Do you do any creative or community based work outside the museum? How would you describe it?
I have recently been freelance curating exhibitions as a form of community building for various galleries and art nonprofits.
What’s your motivation for this work? Why is it important to you?
I have been wanting to apply my curatorial and project-management skill set to other models outside of museums, which function at a faster, more immediate pace.
My motivation is to work with living artists and to create platforms to express alternative narratives in response to the current socio-political climate.
In the case of the Colorado Asians exhibition at Artworks Center for Contemporary Art in Loveland (on view through May 29, 2021), the two-month production coincided with back-to-back mass shootings, including Atlanta and Boulder. This exhibition, featuring 15 local AAPI (Asian American/Pacific Islander) artists, was not specifically intended to address anti-Asian hate, but speaks to the underlying root cause in its effort to combat the ongoing “othering” of Asian Americans. I wanted to expand the psychological boundaries of who “belongs” in Colorado by visibly taking up collective space to bring awareness not only to the public, but for each other. From my own personal feeling and feedback from artists and the public, it has succeeded to increase our solidarity as an AAPI community.
What advice would you offer someone who wants to be more involved with the local art community?

**Information provided**
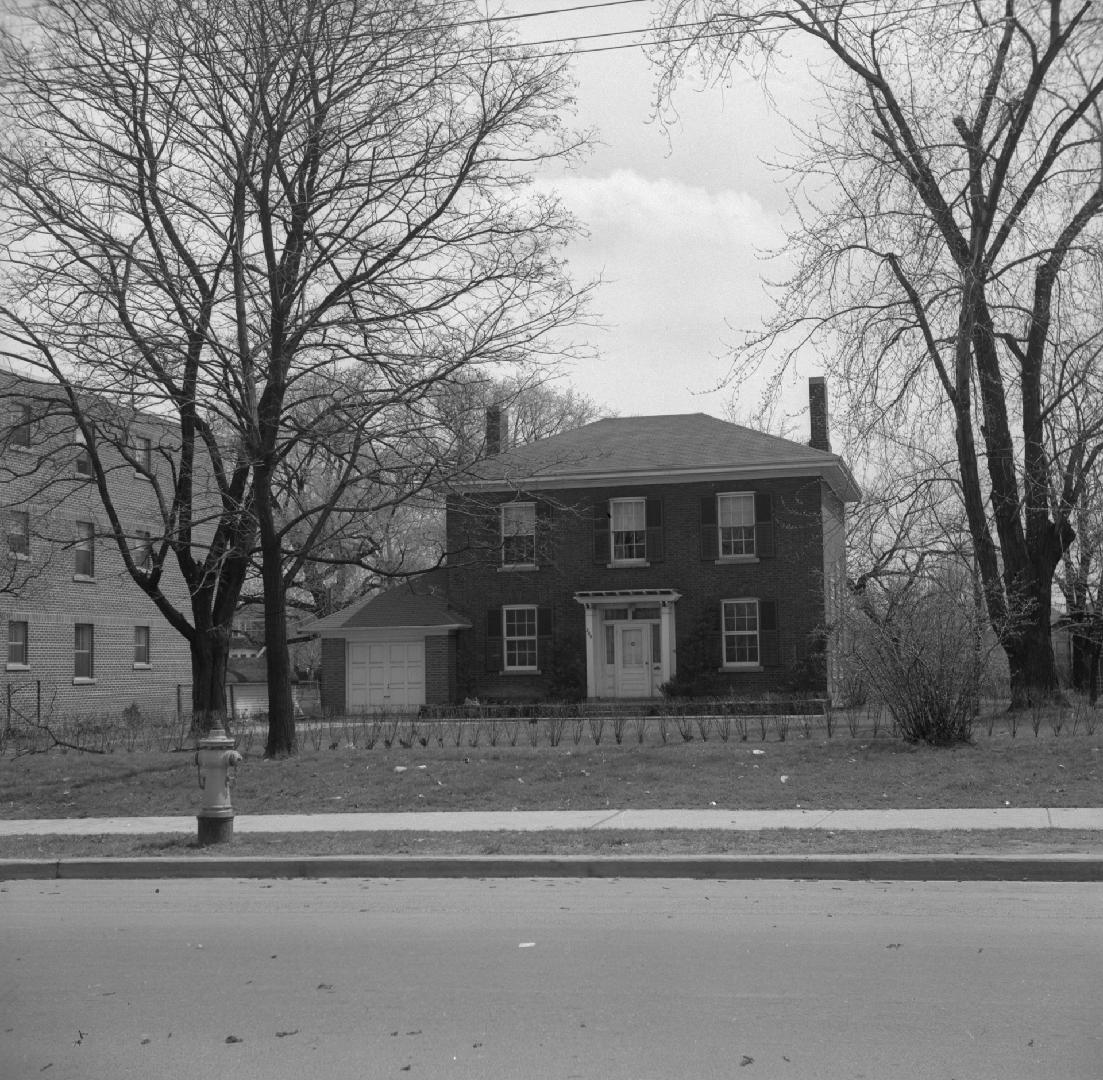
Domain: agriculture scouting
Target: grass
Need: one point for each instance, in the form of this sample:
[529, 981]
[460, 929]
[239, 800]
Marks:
[604, 842]
[838, 773]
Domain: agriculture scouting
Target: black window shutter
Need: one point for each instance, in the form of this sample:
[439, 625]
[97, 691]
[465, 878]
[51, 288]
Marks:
[709, 536]
[494, 639]
[763, 525]
[769, 651]
[602, 553]
[544, 638]
[653, 520]
[543, 533]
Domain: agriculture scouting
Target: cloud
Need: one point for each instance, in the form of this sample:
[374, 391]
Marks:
[624, 207]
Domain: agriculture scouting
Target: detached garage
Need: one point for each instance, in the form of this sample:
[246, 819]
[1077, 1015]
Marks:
[392, 651]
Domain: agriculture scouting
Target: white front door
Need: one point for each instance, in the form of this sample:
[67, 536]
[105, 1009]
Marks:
[633, 660]
[385, 674]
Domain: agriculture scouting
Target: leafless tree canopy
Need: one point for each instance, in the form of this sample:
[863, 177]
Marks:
[216, 210]
[946, 254]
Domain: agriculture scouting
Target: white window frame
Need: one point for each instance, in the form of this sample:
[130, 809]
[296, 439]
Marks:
[741, 535]
[527, 637]
[639, 540]
[21, 548]
[142, 648]
[736, 634]
[510, 532]
[143, 455]
[79, 651]
[85, 545]
[22, 431]
[23, 640]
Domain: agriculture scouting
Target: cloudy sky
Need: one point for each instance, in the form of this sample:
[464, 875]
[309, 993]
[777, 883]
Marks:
[678, 221]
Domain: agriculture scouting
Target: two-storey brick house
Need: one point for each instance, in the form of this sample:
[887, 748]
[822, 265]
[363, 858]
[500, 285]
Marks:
[77, 634]
[617, 558]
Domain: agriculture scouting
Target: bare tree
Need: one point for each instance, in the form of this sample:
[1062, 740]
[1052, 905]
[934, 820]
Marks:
[954, 192]
[215, 207]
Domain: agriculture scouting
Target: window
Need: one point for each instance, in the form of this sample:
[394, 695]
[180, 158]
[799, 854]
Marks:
[18, 644]
[629, 530]
[518, 534]
[740, 632]
[520, 632]
[736, 522]
[21, 434]
[84, 560]
[143, 455]
[143, 551]
[83, 463]
[141, 647]
[19, 533]
[84, 638]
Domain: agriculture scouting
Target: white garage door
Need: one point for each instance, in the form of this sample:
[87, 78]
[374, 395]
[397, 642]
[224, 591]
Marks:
[385, 674]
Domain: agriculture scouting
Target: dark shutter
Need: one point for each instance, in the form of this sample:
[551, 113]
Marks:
[544, 639]
[763, 525]
[653, 520]
[494, 644]
[709, 534]
[602, 554]
[543, 533]
[769, 652]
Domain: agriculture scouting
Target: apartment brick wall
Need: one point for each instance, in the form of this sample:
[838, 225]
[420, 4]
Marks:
[793, 578]
[45, 591]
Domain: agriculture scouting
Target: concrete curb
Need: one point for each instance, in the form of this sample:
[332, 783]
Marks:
[709, 867]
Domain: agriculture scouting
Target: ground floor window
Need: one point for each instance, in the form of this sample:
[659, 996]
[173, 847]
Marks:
[521, 637]
[740, 619]
[84, 637]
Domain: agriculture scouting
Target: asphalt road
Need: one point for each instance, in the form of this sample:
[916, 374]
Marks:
[602, 980]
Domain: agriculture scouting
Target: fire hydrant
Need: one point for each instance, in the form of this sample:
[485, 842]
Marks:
[216, 761]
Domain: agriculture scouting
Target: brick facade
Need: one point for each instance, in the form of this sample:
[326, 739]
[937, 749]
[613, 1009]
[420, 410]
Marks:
[792, 577]
[49, 591]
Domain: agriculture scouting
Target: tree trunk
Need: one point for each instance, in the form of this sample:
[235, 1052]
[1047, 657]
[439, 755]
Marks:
[281, 736]
[210, 649]
[1032, 667]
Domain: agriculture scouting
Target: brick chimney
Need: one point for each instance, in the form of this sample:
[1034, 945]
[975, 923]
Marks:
[496, 430]
[817, 414]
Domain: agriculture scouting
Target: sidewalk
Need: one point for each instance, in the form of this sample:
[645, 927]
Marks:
[541, 821]
[222, 861]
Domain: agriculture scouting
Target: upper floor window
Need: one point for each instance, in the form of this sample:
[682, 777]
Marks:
[143, 551]
[83, 462]
[518, 534]
[737, 526]
[84, 652]
[18, 644]
[629, 526]
[141, 647]
[84, 556]
[143, 453]
[628, 532]
[736, 523]
[19, 533]
[23, 429]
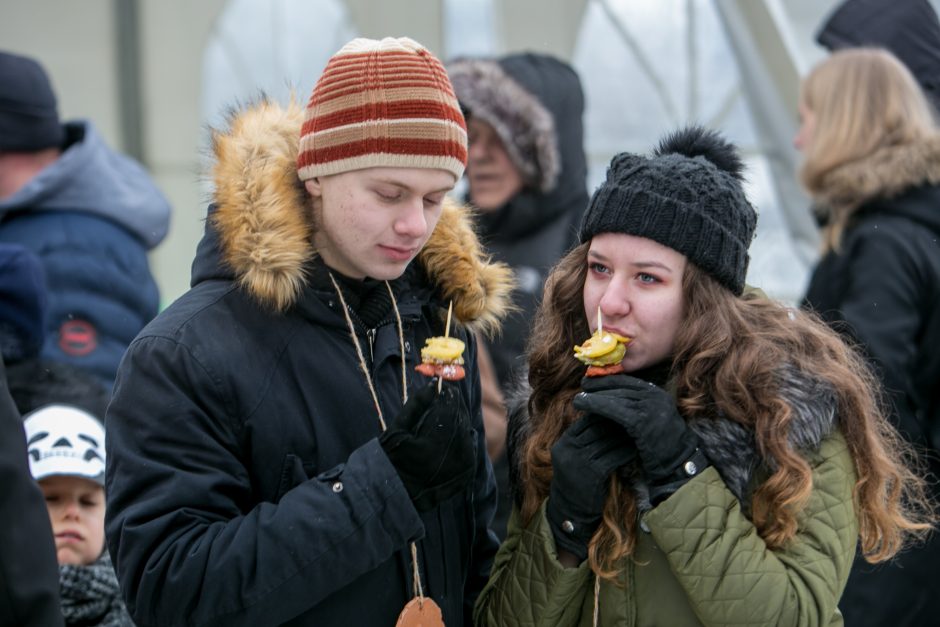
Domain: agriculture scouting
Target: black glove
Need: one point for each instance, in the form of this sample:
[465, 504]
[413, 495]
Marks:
[582, 462]
[430, 443]
[668, 449]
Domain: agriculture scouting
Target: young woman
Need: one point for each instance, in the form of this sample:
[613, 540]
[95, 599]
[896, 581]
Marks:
[872, 164]
[726, 476]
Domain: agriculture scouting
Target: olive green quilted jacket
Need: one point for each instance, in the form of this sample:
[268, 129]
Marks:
[699, 561]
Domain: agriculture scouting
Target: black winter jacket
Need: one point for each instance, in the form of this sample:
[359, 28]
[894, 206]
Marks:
[29, 575]
[882, 289]
[245, 480]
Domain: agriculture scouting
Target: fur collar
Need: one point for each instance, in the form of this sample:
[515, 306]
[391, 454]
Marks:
[884, 174]
[729, 446]
[264, 223]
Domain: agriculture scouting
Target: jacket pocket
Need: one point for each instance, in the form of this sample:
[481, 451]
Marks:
[293, 472]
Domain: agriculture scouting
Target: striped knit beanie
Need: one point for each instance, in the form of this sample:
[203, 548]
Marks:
[382, 103]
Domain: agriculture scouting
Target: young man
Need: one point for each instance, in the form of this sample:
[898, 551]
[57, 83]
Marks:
[62, 407]
[251, 478]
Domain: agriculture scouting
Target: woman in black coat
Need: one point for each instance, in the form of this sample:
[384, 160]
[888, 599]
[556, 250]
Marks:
[872, 166]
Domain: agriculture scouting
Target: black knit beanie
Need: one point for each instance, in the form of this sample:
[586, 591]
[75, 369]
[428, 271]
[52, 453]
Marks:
[687, 196]
[29, 118]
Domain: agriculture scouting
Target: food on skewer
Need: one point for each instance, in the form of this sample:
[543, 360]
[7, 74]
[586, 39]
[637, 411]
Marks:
[602, 352]
[442, 357]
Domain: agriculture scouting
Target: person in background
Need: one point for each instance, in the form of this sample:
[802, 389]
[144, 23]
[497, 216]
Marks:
[89, 213]
[29, 583]
[273, 456]
[62, 408]
[724, 477]
[526, 175]
[871, 163]
[909, 29]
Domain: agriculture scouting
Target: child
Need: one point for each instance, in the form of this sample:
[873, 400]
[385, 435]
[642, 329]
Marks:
[62, 408]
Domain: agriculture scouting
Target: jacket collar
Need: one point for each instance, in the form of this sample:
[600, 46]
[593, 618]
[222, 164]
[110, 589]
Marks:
[264, 226]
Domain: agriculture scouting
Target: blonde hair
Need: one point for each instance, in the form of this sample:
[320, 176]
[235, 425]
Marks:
[863, 100]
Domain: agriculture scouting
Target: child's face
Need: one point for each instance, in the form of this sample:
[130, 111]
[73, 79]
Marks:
[76, 509]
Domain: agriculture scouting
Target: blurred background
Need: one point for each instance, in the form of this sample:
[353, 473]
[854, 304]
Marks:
[154, 75]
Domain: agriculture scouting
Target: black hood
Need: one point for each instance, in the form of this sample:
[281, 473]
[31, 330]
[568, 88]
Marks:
[551, 147]
[907, 28]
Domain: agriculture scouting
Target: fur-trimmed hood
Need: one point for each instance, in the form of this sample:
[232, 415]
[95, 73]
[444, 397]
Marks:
[535, 104]
[262, 224]
[730, 446]
[884, 174]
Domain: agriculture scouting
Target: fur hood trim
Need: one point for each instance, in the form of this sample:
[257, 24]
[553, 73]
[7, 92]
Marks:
[729, 446]
[885, 173]
[265, 226]
[525, 126]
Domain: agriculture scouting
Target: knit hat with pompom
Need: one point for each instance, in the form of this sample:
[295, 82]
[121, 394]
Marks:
[688, 196]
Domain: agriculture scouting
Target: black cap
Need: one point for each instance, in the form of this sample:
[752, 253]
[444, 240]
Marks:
[29, 119]
[687, 196]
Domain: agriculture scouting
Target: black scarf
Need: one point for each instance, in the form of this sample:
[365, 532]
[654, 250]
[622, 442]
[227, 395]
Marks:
[90, 595]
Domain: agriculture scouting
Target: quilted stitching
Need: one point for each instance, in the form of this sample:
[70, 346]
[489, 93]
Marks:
[730, 576]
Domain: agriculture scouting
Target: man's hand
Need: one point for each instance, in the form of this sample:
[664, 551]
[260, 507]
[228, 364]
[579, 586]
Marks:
[582, 461]
[430, 443]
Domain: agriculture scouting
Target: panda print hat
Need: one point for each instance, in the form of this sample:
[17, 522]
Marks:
[65, 440]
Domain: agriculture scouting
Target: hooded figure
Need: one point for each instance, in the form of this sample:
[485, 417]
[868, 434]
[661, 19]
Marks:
[89, 213]
[908, 28]
[534, 103]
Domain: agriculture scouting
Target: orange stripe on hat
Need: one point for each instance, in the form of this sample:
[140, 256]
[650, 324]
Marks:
[382, 103]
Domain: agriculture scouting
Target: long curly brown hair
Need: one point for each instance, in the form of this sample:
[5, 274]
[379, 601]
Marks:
[727, 360]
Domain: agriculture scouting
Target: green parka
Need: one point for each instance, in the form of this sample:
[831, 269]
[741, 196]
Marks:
[699, 559]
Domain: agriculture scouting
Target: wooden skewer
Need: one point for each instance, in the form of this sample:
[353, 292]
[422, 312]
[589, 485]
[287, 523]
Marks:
[450, 309]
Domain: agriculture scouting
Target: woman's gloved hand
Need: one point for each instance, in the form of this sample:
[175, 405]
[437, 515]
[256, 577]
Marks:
[582, 461]
[667, 448]
[430, 444]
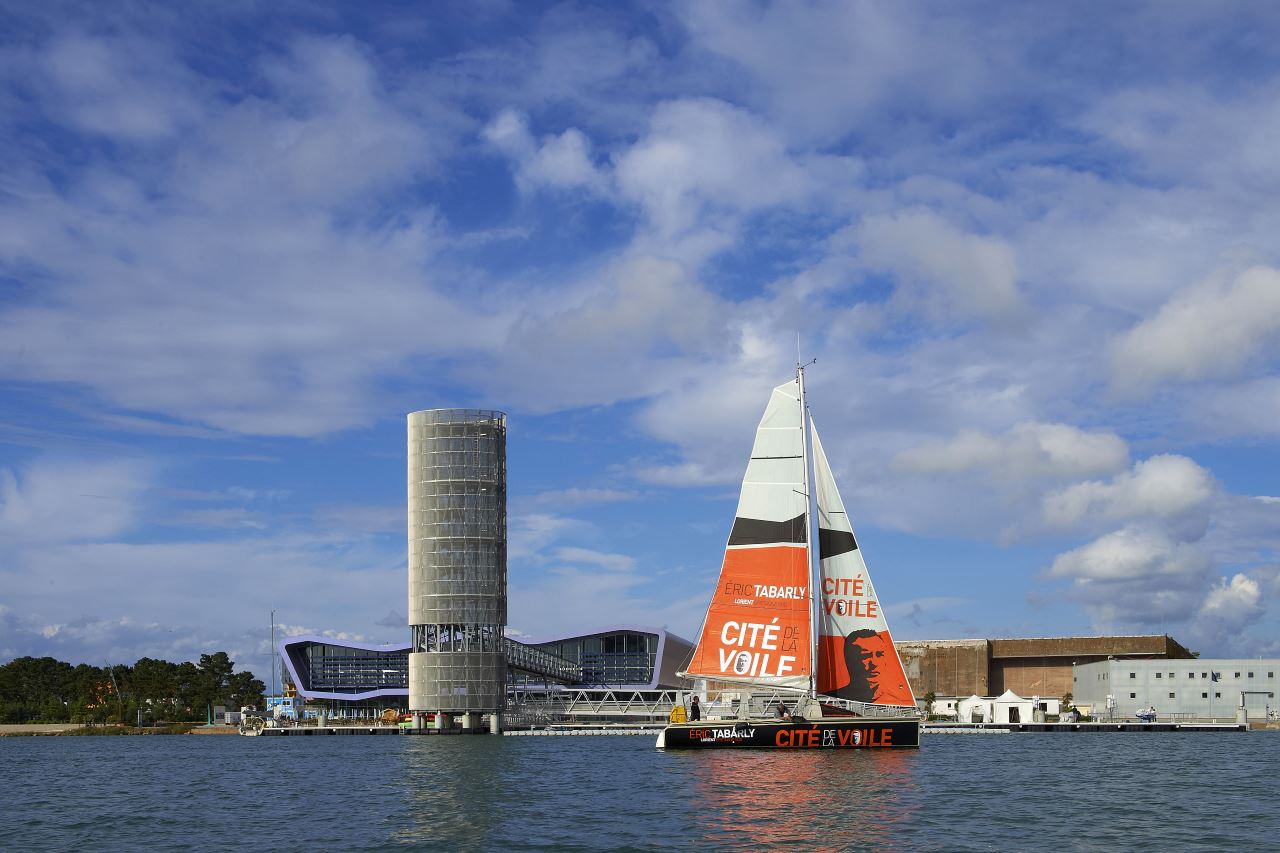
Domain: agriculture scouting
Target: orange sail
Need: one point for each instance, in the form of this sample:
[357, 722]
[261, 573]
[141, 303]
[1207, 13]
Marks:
[856, 658]
[757, 626]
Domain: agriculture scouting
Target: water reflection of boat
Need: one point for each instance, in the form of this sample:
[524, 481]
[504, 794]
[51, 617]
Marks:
[778, 623]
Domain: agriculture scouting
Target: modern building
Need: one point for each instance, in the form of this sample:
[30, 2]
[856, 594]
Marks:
[457, 562]
[348, 679]
[1198, 688]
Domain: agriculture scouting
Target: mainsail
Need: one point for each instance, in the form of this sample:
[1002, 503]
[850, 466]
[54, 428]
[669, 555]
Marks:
[757, 626]
[856, 658]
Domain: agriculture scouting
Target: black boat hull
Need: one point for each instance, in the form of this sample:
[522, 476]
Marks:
[854, 733]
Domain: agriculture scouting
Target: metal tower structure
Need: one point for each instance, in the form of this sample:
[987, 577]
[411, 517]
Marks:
[457, 564]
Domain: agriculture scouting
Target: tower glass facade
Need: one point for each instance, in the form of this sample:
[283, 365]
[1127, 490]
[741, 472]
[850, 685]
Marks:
[457, 560]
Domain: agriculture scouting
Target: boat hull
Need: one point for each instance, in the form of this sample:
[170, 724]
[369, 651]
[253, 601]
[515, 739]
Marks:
[856, 733]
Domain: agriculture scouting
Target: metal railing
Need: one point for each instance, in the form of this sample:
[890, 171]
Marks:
[536, 661]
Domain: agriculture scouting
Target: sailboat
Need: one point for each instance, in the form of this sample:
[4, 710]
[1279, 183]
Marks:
[812, 638]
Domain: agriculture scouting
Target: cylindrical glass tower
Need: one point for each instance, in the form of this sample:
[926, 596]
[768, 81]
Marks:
[457, 560]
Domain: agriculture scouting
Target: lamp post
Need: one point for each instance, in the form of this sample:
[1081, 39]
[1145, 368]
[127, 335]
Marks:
[273, 661]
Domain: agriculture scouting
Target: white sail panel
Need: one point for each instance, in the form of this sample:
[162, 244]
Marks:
[856, 658]
[757, 628]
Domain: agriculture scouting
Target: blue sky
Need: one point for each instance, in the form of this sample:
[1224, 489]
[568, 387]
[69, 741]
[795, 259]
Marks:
[1032, 249]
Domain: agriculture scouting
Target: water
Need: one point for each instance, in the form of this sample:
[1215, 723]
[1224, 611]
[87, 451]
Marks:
[1060, 792]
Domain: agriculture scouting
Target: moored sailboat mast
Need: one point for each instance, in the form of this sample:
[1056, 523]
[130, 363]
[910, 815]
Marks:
[809, 529]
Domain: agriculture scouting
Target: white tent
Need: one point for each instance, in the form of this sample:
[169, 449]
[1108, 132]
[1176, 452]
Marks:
[973, 710]
[1010, 707]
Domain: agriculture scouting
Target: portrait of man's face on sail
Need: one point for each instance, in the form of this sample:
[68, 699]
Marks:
[863, 667]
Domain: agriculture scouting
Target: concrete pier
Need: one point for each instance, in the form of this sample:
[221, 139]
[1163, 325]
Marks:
[958, 728]
[296, 731]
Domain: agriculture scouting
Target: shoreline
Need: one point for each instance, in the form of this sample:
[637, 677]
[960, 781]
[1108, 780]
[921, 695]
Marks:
[77, 730]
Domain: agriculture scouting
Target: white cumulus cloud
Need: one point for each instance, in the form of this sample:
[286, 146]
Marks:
[1210, 331]
[1161, 487]
[1025, 451]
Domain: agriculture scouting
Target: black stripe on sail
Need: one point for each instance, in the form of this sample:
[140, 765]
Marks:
[832, 543]
[757, 532]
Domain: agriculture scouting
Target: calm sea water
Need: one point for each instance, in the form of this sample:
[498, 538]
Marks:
[1065, 792]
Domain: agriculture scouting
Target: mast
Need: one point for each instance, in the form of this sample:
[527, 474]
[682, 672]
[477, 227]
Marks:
[808, 530]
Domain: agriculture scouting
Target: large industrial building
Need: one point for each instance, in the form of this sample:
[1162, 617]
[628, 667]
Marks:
[1031, 666]
[634, 666]
[1178, 689]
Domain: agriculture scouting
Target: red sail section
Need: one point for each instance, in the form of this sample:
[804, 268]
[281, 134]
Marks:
[758, 624]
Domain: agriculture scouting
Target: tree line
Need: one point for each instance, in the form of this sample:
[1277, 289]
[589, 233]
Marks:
[44, 689]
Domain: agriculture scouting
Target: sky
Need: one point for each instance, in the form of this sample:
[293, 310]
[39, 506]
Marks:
[1032, 249]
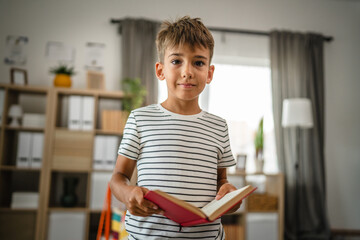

**Work order**
Render this sentence from the interview in Spanish: "My motivation is to work with living artists and to create platforms to express alternative narratives in response to the current socio-political climate."

**Expected answer**
Mi motivación es trabajar con artistas vivos y crear plataformas para expresar narrativas alternativas en respuesta al clima sociopolítico actual.